• ASSIGNED TASK: Retype everything in the listing, leaving each line exactly as it is.

══ DATA TO PROCESS ══

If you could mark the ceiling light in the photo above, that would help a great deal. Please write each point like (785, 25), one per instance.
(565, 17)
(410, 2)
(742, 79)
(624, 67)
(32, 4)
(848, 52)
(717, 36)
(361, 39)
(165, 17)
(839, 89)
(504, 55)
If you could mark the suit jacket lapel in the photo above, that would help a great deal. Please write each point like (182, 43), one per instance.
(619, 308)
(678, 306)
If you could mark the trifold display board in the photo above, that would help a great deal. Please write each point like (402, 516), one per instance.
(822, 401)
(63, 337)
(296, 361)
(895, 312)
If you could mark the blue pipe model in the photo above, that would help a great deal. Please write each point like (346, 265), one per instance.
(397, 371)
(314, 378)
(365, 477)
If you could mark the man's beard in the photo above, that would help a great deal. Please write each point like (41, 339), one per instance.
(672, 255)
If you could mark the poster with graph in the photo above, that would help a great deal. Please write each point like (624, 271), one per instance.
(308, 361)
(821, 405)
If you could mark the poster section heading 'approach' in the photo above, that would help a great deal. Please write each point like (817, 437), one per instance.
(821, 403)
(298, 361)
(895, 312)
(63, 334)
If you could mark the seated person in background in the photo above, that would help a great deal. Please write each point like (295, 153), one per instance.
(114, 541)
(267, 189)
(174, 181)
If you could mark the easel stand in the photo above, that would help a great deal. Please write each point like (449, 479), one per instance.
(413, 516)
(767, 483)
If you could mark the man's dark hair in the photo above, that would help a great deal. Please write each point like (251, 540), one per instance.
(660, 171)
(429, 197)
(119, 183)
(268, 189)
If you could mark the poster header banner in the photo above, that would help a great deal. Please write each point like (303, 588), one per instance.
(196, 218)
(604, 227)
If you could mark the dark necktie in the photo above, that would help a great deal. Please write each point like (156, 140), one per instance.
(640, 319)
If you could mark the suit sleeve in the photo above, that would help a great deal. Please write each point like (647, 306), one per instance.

═══

• REPLY TO THE TASK:
If you could mark the ceiling light in the photo above, that would help a great deal. Please write each point like (785, 25), one per instance.
(565, 17)
(410, 2)
(742, 79)
(624, 67)
(32, 4)
(848, 52)
(717, 36)
(361, 39)
(165, 17)
(839, 89)
(504, 55)
If you could mark the suit jacket lapel in the photo above, that would help a great deal. Please write each point like (182, 43), one per instance.
(619, 308)
(678, 306)
If you could mark the trifold display board in the photo above, that would help a great deal. Please write each point like (402, 516), one per instance.
(822, 401)
(63, 337)
(296, 361)
(895, 312)
If you could mark the blue pipe model in the photo above, that would help a great deal. Please write each point like (346, 265), one per instance.
(397, 371)
(314, 378)
(365, 477)
If you could mark the man's beard in the photo above, that would help a great deal. Please write each point like (41, 339), one per instance.
(672, 255)
If you could mark the poster with graph in the photo above, that would help a great deal. Please write each point like (624, 271), one per instance.
(308, 361)
(821, 405)
If you could mark the poster section heading 'approach' in the photo above, that would help a great deal. Please write each point like (817, 437), one per instance.
(821, 403)
(298, 361)
(895, 312)
(63, 334)
If you could mark the seated person in background in the photo above, that would help a great deal. Please write each point like (295, 153), one per instance.
(114, 541)
(267, 189)
(174, 181)
If you could mark the easel stand in the photo above, that would help a great deal. Please write each point like (449, 479), one per instance.
(413, 516)
(767, 483)
If you could mark the man's dark hair in the photo above, that would help a great deal. Please write each point like (251, 540), one per instance.
(660, 171)
(429, 197)
(119, 183)
(268, 189)
If you could mark the poster header banner in the photo above, that would help a great deal. Please write each point like (303, 588), one per instance.
(196, 218)
(604, 227)
If you could mark the dark necktie in the photo above, that would help a great deal. Please write each point like (156, 140), one per instance.
(640, 319)
If you could mark the suit sleeve in the photo above, that would help a great deal. Please write each point like (647, 306), one per instance.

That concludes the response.